CHALLENGE.
Convert the material, from its first line through the line containing "167 91 L 156", into a Markdown table with the columns Row and Line. Number each line in order and leave out any blank lines.

____ MATERIAL PROVIDED

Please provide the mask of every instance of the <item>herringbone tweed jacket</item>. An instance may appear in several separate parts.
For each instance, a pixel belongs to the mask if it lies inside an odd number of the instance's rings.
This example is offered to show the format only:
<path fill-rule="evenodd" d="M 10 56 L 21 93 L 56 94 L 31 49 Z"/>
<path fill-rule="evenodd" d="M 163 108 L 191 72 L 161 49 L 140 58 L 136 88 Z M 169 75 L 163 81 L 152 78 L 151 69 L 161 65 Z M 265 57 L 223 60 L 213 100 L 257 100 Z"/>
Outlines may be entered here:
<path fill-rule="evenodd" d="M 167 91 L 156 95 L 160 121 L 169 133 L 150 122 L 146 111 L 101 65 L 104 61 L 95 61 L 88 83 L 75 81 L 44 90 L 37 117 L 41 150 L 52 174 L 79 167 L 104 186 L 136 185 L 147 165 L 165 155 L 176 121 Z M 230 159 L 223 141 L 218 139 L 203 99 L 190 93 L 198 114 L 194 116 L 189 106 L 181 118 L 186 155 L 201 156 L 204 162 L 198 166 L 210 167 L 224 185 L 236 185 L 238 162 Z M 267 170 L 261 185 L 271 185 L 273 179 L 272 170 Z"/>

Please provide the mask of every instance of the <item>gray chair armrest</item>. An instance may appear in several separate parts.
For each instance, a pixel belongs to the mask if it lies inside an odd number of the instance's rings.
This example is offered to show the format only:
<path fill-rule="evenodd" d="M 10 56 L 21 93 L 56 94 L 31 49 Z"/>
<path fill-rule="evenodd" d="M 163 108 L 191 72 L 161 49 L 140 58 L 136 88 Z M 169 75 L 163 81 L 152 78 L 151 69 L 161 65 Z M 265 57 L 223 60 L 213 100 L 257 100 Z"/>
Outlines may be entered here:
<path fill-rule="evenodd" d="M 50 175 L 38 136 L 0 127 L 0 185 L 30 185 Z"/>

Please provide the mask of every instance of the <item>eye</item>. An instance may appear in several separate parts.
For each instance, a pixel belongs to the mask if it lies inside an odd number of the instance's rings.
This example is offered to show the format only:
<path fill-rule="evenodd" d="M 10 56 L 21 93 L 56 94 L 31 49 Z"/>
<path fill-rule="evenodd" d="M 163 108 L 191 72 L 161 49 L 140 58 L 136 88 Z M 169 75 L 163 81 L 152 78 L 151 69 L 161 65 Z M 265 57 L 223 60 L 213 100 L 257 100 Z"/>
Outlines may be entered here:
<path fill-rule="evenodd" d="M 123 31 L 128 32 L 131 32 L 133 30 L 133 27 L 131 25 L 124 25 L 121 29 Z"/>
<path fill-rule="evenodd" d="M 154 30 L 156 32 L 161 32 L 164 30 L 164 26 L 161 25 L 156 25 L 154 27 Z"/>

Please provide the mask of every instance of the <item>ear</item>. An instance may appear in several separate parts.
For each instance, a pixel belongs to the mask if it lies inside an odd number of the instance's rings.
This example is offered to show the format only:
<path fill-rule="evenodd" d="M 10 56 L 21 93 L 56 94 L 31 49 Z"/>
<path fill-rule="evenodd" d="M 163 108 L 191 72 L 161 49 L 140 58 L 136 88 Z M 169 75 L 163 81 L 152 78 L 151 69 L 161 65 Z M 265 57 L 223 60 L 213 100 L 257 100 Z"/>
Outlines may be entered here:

________

EXERCISE RESULT.
| Row | Line |
|---|---|
| 1 | Please provide the mask of every instance of the <item>herringbone tweed jacket</item>. An instance may appear in several separate parts. |
| 2 | For each instance, a pixel belongs to the mask if it lies inside an odd number of the instance's rings. |
| 3 | This example is offered to show the format only: |
| 4 | <path fill-rule="evenodd" d="M 10 56 L 21 93 L 56 94 L 31 49 Z"/> |
| 5 | <path fill-rule="evenodd" d="M 163 108 L 191 72 L 161 49 L 140 58 L 136 88 Z M 169 75 L 163 81 L 152 78 L 151 69 L 161 65 Z M 265 57 L 223 60 L 213 100 L 257 100 Z"/> |
| 6 | Outlines may be entered here: |
| 7 | <path fill-rule="evenodd" d="M 167 91 L 156 95 L 160 121 L 169 133 L 150 122 L 146 111 L 101 65 L 104 61 L 95 61 L 88 83 L 75 81 L 44 90 L 37 117 L 41 150 L 52 174 L 79 167 L 104 186 L 136 185 L 147 165 L 165 155 L 176 121 Z M 230 159 L 223 141 L 218 139 L 203 99 L 190 93 L 198 114 L 194 116 L 189 106 L 181 118 L 186 155 L 201 156 L 204 162 L 198 166 L 210 167 L 224 185 L 236 185 L 238 162 Z M 267 170 L 261 185 L 271 185 L 273 179 L 272 170 Z"/> |